__Task goal__. Copy out everything in the entries below from the line that contains "Where can the woman's" down to the line that contains "pixel 718 538", keeping both of those lines and changing nothing.

═══ Records ═══

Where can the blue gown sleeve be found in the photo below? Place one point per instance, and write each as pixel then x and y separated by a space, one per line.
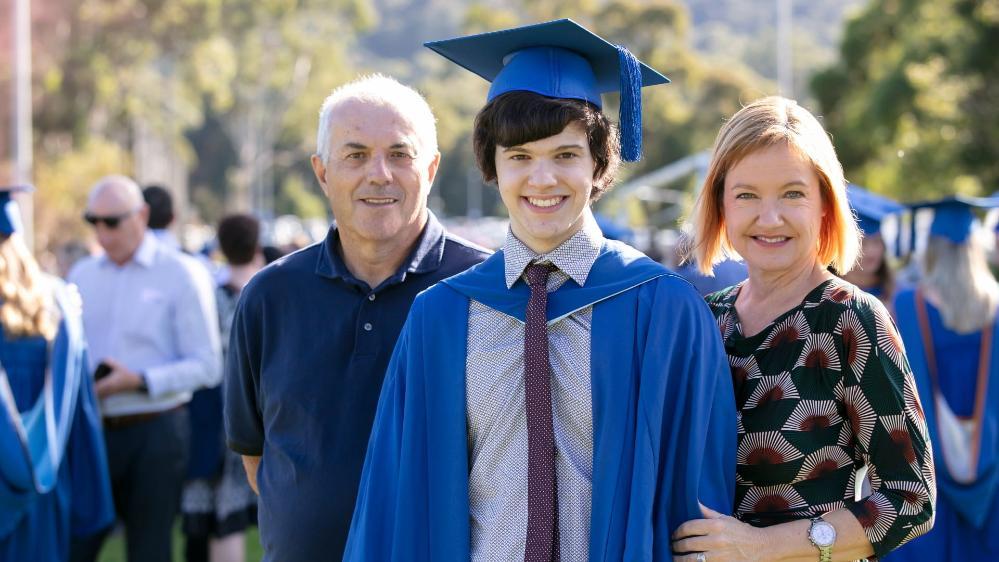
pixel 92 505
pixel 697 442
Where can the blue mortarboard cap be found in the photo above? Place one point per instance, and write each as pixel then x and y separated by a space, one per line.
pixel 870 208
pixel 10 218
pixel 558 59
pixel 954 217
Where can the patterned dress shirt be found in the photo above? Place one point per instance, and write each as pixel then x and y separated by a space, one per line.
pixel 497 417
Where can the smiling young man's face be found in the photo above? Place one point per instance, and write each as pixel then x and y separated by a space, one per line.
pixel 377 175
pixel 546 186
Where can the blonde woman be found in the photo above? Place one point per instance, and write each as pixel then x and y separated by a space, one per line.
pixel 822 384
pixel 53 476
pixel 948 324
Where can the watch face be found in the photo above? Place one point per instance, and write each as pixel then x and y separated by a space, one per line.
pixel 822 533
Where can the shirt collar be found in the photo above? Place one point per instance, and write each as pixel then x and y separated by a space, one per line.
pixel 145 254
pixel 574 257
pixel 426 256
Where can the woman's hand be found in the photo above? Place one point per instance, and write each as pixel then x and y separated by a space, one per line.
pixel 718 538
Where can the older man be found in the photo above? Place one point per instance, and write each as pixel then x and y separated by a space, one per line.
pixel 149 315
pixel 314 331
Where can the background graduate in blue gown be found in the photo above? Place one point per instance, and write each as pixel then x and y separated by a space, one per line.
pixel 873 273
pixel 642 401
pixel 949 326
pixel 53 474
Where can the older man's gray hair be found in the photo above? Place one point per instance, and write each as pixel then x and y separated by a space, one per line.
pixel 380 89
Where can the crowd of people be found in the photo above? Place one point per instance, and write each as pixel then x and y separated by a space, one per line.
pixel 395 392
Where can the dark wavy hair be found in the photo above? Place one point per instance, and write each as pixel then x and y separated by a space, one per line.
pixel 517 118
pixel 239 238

═══

__Solution__.
Where can the woman's hand be found in the photo above? Place one point per instance, and write each as pixel then x and y separated by a space, one per line.
pixel 718 538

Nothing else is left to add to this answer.